→ **Coordinate annotation entries**
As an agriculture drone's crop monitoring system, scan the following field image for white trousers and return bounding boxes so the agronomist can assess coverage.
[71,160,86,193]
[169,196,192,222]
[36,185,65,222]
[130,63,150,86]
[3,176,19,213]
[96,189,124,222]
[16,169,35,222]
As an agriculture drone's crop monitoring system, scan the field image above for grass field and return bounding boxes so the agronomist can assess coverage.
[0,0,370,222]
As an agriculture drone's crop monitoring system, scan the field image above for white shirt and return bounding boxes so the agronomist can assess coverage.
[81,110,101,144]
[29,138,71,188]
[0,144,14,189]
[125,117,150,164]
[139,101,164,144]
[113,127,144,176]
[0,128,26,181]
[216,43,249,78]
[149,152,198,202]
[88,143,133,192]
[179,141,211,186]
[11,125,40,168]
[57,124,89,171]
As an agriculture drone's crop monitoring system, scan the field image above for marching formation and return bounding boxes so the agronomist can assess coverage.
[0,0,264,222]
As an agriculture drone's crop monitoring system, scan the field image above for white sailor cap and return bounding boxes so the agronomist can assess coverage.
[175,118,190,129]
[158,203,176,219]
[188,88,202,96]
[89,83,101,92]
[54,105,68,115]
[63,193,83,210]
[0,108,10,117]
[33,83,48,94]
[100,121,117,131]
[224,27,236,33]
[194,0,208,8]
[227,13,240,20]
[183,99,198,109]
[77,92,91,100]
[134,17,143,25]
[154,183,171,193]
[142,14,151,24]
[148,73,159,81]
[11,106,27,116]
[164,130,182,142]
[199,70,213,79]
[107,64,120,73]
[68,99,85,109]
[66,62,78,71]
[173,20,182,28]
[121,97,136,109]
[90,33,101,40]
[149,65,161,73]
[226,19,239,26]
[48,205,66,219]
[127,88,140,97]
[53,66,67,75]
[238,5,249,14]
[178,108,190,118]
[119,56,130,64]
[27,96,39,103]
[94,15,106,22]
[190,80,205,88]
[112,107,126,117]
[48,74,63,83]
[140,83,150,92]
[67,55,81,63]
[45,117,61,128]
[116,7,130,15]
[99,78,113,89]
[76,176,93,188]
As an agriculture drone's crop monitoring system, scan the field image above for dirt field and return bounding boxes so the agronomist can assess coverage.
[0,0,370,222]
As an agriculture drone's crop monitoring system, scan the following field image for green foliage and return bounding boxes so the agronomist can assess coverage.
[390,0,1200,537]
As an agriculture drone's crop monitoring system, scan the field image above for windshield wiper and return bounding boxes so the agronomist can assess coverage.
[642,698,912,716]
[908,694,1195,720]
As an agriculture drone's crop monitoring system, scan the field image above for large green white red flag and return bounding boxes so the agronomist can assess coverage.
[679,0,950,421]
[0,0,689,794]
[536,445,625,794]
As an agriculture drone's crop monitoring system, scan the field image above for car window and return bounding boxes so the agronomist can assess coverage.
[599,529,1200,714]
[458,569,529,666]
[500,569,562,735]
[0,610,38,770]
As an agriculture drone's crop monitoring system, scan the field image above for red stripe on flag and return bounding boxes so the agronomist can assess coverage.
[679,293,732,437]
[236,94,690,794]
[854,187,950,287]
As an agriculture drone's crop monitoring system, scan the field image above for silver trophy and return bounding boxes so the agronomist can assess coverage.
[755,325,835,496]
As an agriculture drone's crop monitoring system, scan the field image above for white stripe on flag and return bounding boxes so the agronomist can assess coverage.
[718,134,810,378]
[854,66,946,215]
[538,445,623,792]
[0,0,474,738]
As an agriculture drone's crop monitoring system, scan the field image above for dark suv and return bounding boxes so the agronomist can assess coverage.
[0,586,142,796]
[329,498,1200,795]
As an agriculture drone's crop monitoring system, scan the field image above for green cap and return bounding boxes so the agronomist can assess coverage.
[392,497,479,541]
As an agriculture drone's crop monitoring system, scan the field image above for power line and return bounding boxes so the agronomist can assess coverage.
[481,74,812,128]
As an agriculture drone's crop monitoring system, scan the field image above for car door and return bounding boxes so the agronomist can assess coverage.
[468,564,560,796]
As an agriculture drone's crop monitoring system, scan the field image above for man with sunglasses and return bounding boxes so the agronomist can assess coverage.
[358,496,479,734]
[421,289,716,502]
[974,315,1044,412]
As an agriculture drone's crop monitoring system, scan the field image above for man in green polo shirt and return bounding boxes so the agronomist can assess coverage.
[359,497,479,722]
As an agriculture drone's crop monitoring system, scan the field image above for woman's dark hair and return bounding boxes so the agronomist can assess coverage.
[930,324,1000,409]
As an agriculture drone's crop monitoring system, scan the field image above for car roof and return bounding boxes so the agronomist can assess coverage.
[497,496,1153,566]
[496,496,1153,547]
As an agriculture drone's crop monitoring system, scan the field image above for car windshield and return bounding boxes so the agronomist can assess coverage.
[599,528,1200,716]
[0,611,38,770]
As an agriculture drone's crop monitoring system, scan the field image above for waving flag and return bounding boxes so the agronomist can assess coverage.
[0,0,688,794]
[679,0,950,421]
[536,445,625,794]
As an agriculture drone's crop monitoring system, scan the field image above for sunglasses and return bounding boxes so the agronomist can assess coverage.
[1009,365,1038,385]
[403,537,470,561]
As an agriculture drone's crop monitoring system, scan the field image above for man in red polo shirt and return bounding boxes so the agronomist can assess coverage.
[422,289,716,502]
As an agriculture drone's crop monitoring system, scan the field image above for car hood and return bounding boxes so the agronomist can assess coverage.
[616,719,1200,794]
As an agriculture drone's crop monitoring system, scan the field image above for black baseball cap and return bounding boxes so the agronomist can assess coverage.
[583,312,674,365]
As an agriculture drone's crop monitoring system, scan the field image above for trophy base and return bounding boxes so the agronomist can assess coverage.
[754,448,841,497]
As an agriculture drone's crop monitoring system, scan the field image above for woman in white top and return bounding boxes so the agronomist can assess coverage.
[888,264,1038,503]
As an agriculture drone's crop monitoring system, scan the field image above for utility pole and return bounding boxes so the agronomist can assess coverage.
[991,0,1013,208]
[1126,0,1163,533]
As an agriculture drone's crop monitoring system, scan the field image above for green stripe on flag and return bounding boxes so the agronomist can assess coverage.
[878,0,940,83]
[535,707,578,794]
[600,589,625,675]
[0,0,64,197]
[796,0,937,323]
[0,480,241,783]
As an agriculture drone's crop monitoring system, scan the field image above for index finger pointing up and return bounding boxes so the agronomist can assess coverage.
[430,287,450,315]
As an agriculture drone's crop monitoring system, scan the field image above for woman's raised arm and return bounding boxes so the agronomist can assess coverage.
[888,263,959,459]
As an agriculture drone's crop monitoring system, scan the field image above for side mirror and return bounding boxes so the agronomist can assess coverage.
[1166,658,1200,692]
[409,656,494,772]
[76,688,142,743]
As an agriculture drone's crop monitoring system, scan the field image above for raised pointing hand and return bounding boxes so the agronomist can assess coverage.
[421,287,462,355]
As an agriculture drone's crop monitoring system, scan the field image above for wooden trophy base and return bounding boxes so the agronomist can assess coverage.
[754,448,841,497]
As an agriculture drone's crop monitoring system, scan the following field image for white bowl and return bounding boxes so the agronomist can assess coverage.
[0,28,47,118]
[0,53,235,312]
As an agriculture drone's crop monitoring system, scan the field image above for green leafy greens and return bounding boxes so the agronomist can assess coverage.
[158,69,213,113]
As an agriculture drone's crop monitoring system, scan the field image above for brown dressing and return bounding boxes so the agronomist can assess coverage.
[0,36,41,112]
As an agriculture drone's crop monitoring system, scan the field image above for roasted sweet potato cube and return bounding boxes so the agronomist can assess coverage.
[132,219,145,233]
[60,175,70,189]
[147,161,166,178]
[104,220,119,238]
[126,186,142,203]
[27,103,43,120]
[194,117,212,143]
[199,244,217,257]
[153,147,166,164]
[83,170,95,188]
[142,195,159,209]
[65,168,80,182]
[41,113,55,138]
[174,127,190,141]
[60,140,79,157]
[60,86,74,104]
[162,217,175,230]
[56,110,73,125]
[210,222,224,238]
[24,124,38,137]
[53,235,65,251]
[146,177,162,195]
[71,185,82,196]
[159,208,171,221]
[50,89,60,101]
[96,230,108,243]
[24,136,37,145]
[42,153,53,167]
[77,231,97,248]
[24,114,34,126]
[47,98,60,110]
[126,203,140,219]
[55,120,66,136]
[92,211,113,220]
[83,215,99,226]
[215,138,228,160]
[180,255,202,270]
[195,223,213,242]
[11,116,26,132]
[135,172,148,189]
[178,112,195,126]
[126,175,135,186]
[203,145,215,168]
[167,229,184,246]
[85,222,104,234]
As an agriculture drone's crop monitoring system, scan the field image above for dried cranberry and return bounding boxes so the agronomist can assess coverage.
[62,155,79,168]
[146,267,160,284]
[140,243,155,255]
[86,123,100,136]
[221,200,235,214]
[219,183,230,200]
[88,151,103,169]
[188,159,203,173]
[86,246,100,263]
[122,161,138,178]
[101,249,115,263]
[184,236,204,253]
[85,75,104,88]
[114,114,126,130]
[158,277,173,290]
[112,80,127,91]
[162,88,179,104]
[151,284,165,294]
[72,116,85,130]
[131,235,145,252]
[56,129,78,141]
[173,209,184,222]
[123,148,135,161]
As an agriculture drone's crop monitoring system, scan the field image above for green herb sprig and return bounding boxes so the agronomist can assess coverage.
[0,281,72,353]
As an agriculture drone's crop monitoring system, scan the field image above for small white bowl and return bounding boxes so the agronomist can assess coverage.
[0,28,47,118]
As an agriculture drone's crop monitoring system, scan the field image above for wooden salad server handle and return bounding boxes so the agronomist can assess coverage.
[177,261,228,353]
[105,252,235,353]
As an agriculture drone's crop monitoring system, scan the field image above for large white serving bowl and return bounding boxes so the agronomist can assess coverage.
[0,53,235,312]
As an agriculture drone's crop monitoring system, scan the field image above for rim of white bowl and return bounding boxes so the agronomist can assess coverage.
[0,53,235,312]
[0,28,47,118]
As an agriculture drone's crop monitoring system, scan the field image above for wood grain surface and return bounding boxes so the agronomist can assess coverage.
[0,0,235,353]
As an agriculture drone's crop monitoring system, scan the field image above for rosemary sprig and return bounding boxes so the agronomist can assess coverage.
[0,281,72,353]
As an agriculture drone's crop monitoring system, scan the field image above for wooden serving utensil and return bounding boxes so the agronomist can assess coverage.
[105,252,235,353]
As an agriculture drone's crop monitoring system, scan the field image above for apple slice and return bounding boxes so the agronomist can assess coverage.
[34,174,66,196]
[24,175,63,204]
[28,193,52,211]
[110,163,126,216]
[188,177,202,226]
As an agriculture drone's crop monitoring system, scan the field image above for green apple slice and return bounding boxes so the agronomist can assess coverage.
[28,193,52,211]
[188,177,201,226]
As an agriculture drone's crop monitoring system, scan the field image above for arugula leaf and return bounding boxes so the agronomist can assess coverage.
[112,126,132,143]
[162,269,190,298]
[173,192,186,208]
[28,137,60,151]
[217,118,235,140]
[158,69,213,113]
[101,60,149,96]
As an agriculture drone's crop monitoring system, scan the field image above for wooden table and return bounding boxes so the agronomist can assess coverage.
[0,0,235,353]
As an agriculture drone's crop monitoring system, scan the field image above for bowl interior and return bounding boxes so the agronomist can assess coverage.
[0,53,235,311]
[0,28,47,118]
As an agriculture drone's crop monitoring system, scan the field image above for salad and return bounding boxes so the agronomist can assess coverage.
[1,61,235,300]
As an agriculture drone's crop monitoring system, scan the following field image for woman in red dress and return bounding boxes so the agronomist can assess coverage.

→ **WHAT THE EXERCISE ASKS**
Convert the rows above into a Markdown table, starting with the line that contains "for white shirt" and going on through the line that contains "[908,694,1195,720]". Use the columns Number and Entry, numbering each line in order and leaving out any blank lines.

→ **RESPONSE TO THIS TASK**
| Number | Entry |
|---|---|
| 1 | As an agriculture drone's crop monitoring system, scan the field image above for white shirt and return bounding boxes so the agronomist can assess coverage. |
| 2 | [81,110,101,144] |
| 3 | [29,138,71,188] |
| 4 | [0,144,14,189] |
| 5 | [125,117,150,164] |
| 6 | [139,101,164,144] |
| 7 | [113,127,144,176] |
| 8 | [0,128,26,181] |
| 9 | [216,43,249,78] |
| 10 | [149,152,198,202] |
| 11 | [88,143,133,192] |
| 12 | [179,141,211,186] |
| 13 | [11,125,40,168] |
| 14 | [57,124,89,171] |
| 15 | As an agriculture drone's crop monitoring system, scan the field image above for marching formation and return bounding boxes so the agronomist can assess coverage. |
| 16 | [0,0,264,222] |
| 17 | As an agriculture drone's crop monitoring system, scan the field image above for white sailor cap and return bounding boxes so the agronomist can assess coverage. |
| 18 | [175,118,190,129] |
| 19 | [158,203,176,219] |
| 20 | [188,88,202,96] |
| 21 | [89,83,101,92] |
| 22 | [54,105,68,115] |
| 23 | [63,193,83,210] |
| 24 | [0,108,10,117] |
| 25 | [33,83,48,94] |
| 26 | [100,121,117,131] |
| 27 | [224,27,236,33] |
| 28 | [194,0,208,8] |
| 29 | [227,13,240,20] |
| 30 | [183,99,198,109] |
| 31 | [77,92,91,100] |
| 32 | [134,17,143,25] |
| 33 | [154,183,171,193] |
| 34 | [142,14,151,24] |
| 35 | [148,73,159,81] |
| 36 | [11,106,27,116] |
| 37 | [164,130,182,142] |
| 38 | [199,70,213,79] |
| 39 | [107,64,120,73] |
| 40 | [68,99,85,109] |
| 41 | [66,62,78,71] |
| 42 | [173,20,182,28] |
| 43 | [121,97,136,109] |
| 44 | [90,33,101,40] |
| 45 | [149,65,161,73] |
| 46 | [226,19,239,26] |
| 47 | [48,205,66,219] |
| 48 | [127,88,140,97] |
| 49 | [53,66,67,75] |
| 50 | [238,5,249,14] |
| 51 | [178,108,190,118] |
| 52 | [119,56,130,64] |
| 53 | [27,96,39,103] |
| 54 | [94,15,106,22] |
| 55 | [190,80,205,88] |
| 56 | [112,107,126,117] |
| 57 | [48,74,63,83] |
| 58 | [140,83,150,92] |
| 59 | [67,55,81,63] |
| 60 | [45,117,61,128] |
| 61 | [116,7,130,15] |
| 62 | [99,78,113,89] |
| 63 | [76,176,93,188] |
| 64 | As an agriculture drone's crop monitoring system, scan the field image above for dirt field and return bounding boxes so the agronomist can assess coverage. |
| 65 | [0,0,370,222] |
| 66 | As an agriculture drone's crop monitoring system, scan the following field image for green foliage and return bounding boxes so the agronomist can assess coverage. |
| 67 | [390,0,1200,537] |
| 68 | As an agriculture drone's crop monitoring system, scan the field image above for windshield wiper and return bounding boxes so the agronomist can assess coverage. |
| 69 | [642,698,912,716] |
| 70 | [908,694,1195,720] |